--- Provided material Enclosed Below ---

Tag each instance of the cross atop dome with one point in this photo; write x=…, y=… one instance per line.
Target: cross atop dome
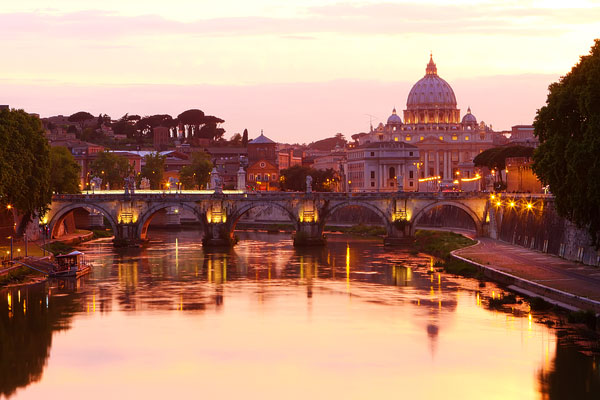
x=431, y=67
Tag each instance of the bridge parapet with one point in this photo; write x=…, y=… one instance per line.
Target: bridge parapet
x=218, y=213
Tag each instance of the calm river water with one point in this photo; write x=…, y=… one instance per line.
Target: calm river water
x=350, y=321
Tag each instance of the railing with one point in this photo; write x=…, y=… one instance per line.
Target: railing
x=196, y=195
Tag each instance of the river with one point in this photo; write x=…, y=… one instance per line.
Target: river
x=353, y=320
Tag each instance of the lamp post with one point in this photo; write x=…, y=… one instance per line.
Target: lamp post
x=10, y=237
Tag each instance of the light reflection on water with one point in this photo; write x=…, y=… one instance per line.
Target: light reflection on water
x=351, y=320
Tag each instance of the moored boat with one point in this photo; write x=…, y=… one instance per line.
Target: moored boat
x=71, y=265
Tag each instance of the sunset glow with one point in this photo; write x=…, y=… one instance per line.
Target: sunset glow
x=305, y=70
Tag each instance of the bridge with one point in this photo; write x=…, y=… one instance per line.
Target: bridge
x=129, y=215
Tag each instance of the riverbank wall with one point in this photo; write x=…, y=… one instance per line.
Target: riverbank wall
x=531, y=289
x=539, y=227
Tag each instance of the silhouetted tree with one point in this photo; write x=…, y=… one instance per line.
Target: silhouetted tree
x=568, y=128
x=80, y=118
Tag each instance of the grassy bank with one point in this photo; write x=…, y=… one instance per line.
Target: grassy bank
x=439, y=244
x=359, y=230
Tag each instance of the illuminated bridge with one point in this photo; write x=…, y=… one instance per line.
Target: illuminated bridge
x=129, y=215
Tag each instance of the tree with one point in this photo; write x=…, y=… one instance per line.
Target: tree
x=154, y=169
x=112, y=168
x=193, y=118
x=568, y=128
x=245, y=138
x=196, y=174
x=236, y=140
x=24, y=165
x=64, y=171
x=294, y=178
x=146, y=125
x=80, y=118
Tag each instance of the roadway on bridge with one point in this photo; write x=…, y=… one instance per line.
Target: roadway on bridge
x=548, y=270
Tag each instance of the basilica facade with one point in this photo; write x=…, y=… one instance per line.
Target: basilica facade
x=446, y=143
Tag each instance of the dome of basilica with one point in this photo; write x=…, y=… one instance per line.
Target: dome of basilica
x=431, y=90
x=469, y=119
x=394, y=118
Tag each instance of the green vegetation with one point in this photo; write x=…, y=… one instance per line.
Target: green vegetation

--- End of Enclosed Provided material ---
--- Provided material Enclosed Below ---

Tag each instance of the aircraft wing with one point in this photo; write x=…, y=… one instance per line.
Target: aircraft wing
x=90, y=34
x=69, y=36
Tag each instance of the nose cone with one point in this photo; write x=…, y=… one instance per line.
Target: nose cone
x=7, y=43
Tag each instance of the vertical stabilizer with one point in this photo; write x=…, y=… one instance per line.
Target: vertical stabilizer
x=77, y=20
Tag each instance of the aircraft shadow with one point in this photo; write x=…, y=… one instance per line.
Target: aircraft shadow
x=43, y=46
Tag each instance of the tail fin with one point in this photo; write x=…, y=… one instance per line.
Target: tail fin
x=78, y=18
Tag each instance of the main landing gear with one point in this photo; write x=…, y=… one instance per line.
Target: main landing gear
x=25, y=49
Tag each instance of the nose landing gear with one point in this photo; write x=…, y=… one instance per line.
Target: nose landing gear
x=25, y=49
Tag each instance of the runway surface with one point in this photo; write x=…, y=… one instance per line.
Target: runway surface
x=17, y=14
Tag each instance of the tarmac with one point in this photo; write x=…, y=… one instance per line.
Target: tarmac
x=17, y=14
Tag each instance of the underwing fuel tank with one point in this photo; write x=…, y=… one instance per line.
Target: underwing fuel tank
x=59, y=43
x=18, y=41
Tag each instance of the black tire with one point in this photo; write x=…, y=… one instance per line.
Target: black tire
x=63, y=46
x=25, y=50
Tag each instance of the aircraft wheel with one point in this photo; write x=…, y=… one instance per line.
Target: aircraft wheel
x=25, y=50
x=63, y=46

--- End of Enclosed Provided material ---

- [Exercise aim]:
Looking at the records above, which lines contain "vegetation"? Copy those lines.

- [Response to the exercise]:
Tag each instance of the green vegetation with one point in this photo; write x=…, y=… one instance per line.
Target: green vegetation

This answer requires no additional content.